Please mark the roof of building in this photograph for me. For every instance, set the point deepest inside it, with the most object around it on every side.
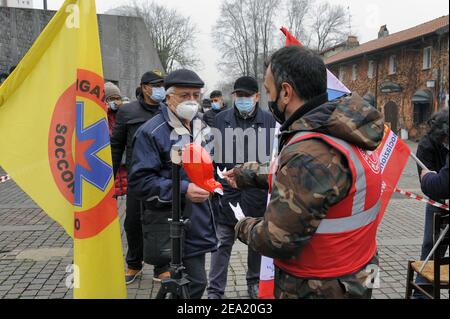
(392, 40)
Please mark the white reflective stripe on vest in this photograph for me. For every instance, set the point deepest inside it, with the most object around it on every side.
(360, 185)
(360, 218)
(341, 225)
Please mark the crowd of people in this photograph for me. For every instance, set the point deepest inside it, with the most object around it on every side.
(319, 225)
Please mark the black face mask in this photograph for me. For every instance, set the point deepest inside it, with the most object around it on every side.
(280, 116)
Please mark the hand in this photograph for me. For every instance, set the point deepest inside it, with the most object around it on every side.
(196, 194)
(238, 213)
(230, 177)
(426, 172)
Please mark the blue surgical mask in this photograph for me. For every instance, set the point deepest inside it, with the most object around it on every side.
(216, 106)
(113, 106)
(245, 105)
(158, 95)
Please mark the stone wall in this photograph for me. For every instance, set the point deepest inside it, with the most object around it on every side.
(127, 49)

Problem to work on: The data above are to be repeated word for word, with any pictures left out.

Output of the task:
Please mark the roof of building in this photograph for me. For every instance, set the point deepest inside it, with the most object around it on every side.
(392, 40)
Please mark the white reflective stripe on vest in this photograph for me. For every instance, set the point deepest inside it, with the most object around it on every side.
(360, 185)
(360, 218)
(341, 225)
Please mark the crowd of people in this photograph for me. For every instance, set the point deepest inside it, with the most object around it on every side.
(319, 225)
Please mark the black face mask in this photograph for me. For every instance, set the point deepest inside it, with the most object around it on every side.
(280, 116)
Please mark the hand in this photograph for me. For every instance, set the point deepest inside it, with the most object around it on every side.
(196, 194)
(238, 213)
(230, 177)
(426, 172)
Please mark the blue surgical mask in this photograph for me. For every instance, set the point deepest inside it, with the most object around it on every side.
(216, 106)
(113, 106)
(245, 105)
(158, 95)
Please mark the stone wall in this photograph for me. For every instance, set the point deepest inside it, with the most object around it on every side.
(127, 49)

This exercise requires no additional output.